(Task directions) Everything in the records must be copied exactly, apart from the pictures.

.....

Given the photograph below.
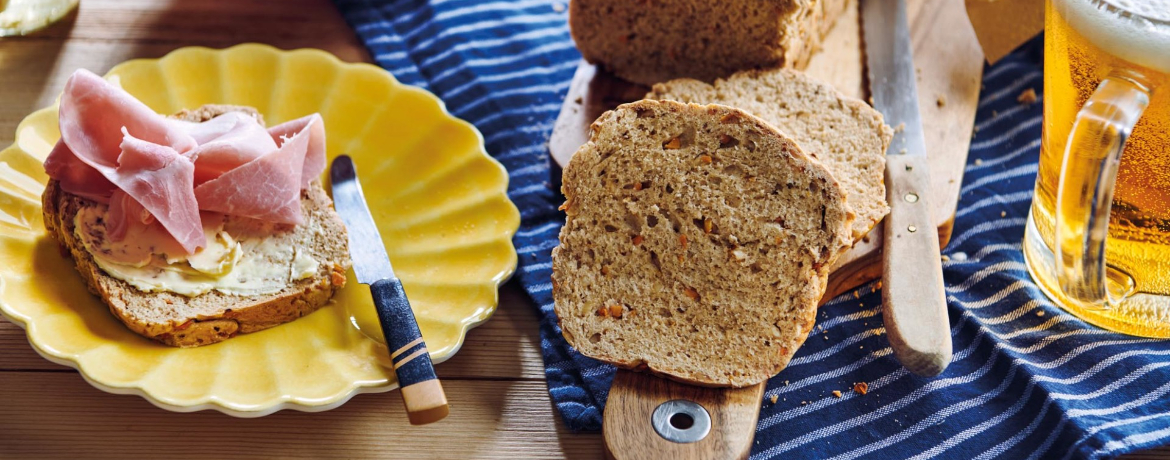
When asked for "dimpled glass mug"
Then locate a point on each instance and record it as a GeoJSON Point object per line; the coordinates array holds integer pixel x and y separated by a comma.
{"type": "Point", "coordinates": [1098, 238]}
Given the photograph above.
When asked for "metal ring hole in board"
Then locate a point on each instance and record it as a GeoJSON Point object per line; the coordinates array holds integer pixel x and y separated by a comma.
{"type": "Point", "coordinates": [680, 420]}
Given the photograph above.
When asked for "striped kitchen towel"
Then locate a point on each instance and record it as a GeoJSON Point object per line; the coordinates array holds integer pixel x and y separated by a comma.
{"type": "Point", "coordinates": [1027, 379]}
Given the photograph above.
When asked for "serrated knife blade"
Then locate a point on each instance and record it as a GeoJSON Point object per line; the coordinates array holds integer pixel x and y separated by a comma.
{"type": "Point", "coordinates": [421, 391]}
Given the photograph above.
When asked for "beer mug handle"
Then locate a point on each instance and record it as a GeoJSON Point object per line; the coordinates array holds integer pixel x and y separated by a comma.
{"type": "Point", "coordinates": [1087, 177]}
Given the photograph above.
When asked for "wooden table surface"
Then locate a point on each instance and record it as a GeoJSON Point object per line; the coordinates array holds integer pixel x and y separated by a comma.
{"type": "Point", "coordinates": [500, 403]}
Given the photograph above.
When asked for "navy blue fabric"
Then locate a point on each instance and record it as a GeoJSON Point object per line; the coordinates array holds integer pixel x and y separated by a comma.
{"type": "Point", "coordinates": [1027, 379]}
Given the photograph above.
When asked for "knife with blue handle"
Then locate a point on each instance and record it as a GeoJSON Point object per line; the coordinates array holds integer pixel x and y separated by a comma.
{"type": "Point", "coordinates": [421, 391]}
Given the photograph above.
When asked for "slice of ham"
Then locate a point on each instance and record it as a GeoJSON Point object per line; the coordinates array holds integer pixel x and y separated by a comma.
{"type": "Point", "coordinates": [267, 187]}
{"type": "Point", "coordinates": [162, 182]}
{"type": "Point", "coordinates": [76, 177]}
{"type": "Point", "coordinates": [227, 142]}
{"type": "Point", "coordinates": [116, 150]}
{"type": "Point", "coordinates": [315, 155]}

.....

(Task solution)
Given the photograph below.
When asked for "dimpled glass mug"
Then locate a point on each instance and record it as a GeoJSON Point object per line; the coordinates array holds integer pixel x and y separated by a comma.
{"type": "Point", "coordinates": [1098, 238]}
Given the photograph above.
When asked for "metal ring hole in board"
Then locate a point on each instance and record it as a GeoJSON Point object per line; the coordinates array holds integer pixel x and y separated by a comma.
{"type": "Point", "coordinates": [680, 420]}
Given the photograph above.
When asked for "striped kitchen towel"
Then locate a point on each instance and record it as a GeoJSON Point object per line; the coordinates array holds integer pixel x and y separated by a comma.
{"type": "Point", "coordinates": [1027, 379]}
Given the photograph above.
When asked for "serrated knife blade"
Then locate a point on each instance and record it as a GeoJSON Point object per line; the coordinates array holds integer pixel x and y separated by a comma.
{"type": "Point", "coordinates": [421, 391]}
Given the photograph above.
When asked for "beer mug handle"
Then locate a point on each instance and record it as a GeoJSON Point object per line; the coordinates array holds integer pixel x and y separated by a comma.
{"type": "Point", "coordinates": [1087, 177]}
Given the photograph above.
When asked for "wooden table surface"
Then locate a point on each instance and record it as a GeoJSON Point object per line; the coordinates array holds integer pixel x and y separated by a comma.
{"type": "Point", "coordinates": [500, 403]}
Given the photograph above.
When asked for "navy blue fabric"
Then locate a point on each instance and record it as a GeoJSON Point object per line; the coordinates array holds integer pixel x and y separated by a comma.
{"type": "Point", "coordinates": [1027, 379]}
Given the photograph above.
When asked for "knife with blue handle"
Then locate a point on each instance and record it as a GeoJSON Point object per line; the coordinates array holds integer pixel x and y separated by a comma.
{"type": "Point", "coordinates": [421, 391]}
Given the photograph above.
When asked for "slice of ham"
Then locate a point on each instance and record it as a GeoJSON Point object per line; the coordinates array holds integer pixel x and y separated by a comma.
{"type": "Point", "coordinates": [267, 187]}
{"type": "Point", "coordinates": [162, 182]}
{"type": "Point", "coordinates": [76, 177]}
{"type": "Point", "coordinates": [227, 142]}
{"type": "Point", "coordinates": [116, 150]}
{"type": "Point", "coordinates": [315, 155]}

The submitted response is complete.